IN THE REGION/Westchester; Seeking Distinctiveness in a Home

By ELSA BRENNER
Published: August 22, 2004, Sunday

POTENTIAL homeowners in Westchester's heated real estate market come from a wide range of circumstances -- from Generation X-ers in their late 20's and 30's to young parents looking for good school districts to older baby-boomers and empty-nesters.

But regardless of their ages or income levels, real estate professionals say, a growing number of buyers share a similar objective: they are looking for homes that express individuality.

''No cookie-cutter style for me, thank you,'' said Richard Schoetz, an insurance salesman who recently won a bidding war on a 1950's architect-designed Cape Cod home in Chappaqua that the listing agency described as ''eclectic.''

''This was certainly not your average box,'' said Mr. Schoetz, who purchased the three-bedroom brick-and-wood house with three dormers and a one-story wing on one side overlooking more than an acre of woods for $999,000. ''My wife and I wanted a place with personality and charm, something that didn't look like everyone else's house.''

The distinctiveness of the house with its open layout, many decks and unconventional building materials, including a glass wall in the master bedroom, proved attractive to others besides Mr. Schoetz. After multiple bids, it was sold within days at $60,000 more than the asking price, said Linda Schwarz, who listed it for Holmes & Kennedy's Chappaqua office. ''Most buyers don't want plain vanilla flavored houses anymore,'' Ms. Schwarz explained. ''The four-bedroom colonial may offer families lots of room, but it usually doesn't have much personality.''

A couple of reasons have been suggested for buyers' growing appetite for one-of-a-kind houses, Ms. Schwarz said. For several years, the inventory of available homes for sale in Westchester has been relatively low, and buyers took what they could get. Lately, however, buyers have been able to be somewhat more choosy as more new listings have been coming on the market. There were 5,065 homes listed in the second quarter of 2004 compared with 4,483 in the corresponding period of 2003, according to the Westchester Putnam Multiple Listing Service.

Stated problem: Extend the article above about Westchester buyers who want distinctive homes, picking up right after its final sentence.

Stored records:
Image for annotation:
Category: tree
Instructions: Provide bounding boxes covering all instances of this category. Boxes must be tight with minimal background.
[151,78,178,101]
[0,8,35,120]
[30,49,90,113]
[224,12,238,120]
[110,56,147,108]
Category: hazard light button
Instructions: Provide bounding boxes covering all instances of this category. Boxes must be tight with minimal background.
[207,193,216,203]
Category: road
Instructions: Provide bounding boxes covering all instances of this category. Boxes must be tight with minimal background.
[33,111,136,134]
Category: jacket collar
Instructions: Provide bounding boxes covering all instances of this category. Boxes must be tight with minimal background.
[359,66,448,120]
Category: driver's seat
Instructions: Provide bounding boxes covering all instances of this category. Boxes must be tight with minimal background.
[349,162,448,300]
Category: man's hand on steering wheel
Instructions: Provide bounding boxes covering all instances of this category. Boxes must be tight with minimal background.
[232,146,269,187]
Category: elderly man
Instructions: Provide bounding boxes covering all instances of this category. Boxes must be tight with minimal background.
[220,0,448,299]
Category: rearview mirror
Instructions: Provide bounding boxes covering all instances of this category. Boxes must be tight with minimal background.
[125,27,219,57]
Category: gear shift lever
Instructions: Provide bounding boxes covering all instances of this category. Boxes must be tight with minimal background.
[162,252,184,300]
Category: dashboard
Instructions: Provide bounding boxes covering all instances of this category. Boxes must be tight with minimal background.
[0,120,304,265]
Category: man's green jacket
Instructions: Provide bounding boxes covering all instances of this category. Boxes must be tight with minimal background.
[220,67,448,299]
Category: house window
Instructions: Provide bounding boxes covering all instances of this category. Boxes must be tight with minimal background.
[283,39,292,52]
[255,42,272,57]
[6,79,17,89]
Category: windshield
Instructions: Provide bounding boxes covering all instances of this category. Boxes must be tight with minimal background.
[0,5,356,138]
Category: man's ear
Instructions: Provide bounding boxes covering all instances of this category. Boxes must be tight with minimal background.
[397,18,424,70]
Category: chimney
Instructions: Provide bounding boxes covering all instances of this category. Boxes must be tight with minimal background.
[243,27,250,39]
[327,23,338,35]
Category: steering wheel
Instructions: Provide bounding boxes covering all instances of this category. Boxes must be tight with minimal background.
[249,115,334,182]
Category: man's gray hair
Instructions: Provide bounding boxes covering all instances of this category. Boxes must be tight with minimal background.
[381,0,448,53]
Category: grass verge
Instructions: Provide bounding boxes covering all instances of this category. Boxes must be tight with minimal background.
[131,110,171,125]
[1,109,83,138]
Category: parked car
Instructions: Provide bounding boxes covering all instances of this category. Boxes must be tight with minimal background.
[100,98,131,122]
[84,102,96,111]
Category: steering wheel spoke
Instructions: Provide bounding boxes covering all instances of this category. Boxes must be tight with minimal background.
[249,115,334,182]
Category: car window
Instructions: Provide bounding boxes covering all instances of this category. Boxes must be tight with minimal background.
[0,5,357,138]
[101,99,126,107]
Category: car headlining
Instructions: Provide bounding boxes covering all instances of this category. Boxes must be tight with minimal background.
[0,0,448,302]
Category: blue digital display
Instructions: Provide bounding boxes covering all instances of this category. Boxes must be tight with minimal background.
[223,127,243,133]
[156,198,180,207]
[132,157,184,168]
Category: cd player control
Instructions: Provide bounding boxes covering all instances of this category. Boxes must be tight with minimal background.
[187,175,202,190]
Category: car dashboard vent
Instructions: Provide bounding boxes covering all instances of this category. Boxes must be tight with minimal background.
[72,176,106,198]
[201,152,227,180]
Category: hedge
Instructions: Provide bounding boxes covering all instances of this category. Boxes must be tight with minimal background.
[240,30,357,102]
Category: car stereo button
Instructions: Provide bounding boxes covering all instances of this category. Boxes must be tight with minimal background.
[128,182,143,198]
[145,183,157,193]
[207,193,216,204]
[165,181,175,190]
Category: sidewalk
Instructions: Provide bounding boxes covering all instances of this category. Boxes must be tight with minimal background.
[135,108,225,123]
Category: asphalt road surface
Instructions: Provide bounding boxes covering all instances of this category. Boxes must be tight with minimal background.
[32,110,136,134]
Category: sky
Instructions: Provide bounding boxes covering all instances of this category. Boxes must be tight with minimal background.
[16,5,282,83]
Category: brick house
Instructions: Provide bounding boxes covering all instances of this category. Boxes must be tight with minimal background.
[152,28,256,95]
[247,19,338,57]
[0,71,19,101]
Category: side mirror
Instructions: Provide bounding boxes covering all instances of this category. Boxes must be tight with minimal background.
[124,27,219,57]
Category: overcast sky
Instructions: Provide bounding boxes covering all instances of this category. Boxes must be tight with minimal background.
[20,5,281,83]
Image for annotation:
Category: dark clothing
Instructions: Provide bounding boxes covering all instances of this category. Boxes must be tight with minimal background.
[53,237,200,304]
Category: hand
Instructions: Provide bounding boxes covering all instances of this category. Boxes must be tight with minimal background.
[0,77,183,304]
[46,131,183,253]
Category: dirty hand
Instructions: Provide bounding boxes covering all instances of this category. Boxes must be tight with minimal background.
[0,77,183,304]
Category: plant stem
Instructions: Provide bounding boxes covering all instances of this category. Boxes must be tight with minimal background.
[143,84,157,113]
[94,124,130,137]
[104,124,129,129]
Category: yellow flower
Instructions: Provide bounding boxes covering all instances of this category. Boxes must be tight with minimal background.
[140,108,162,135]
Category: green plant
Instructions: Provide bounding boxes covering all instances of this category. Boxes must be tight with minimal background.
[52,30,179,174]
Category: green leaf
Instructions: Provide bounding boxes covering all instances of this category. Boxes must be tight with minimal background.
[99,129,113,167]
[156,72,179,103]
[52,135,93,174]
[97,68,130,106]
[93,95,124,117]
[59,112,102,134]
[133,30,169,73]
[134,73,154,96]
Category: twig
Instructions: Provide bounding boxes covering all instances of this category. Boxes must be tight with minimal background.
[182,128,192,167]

Solved problem:
Greg Rand, a managing partner for Prudential Rand overseeing 16 offices in Westchester, Rockland and Orange Counties, detects a psychological element: a desire among buyers of all ages and in all price categories to find a sense of safe haven in a troubled world by acquiring and decorating a home that feels like one's own.

''That usually means the house is not part of a tract housing development,'' Mr. Rand said, noting that homes in neighborhoods established in the late 1920's are especially appealing to young families. ''Older houses in areas where a builder put up a colonial next door to a Tudor are particularly sought after, even if it entails upgrading the kitchen and bathrooms.''

But houses in older neighborhoods with tree canopies, personality and warmth often come at a higher price. ''Crazy as it might sound, $1 million to $2 million is only considered the upper middle of the market these days,'' Mr. Rand said.

The median sales price of a single-family home in the county soared to a record high of $660,000 in the second quarter of the current year, the first time the median exceeded $600,000. At the same time, the number of properties selling for $1 million or more jumped to 319, up 66 percent from 192 a year earlier, according to the Multiple Listing Service.

AT the market's highest reaches -- $2 million and more -- buyers are similarly looking for homes that reflect their individuality, and they tend to have the wherewithal to achieve that goal more easily than do other segments of the market, said Scott Hobbs, a builder who renovates old homes and builds new ones for $2 million to $10 million in Westchester and Connecticut.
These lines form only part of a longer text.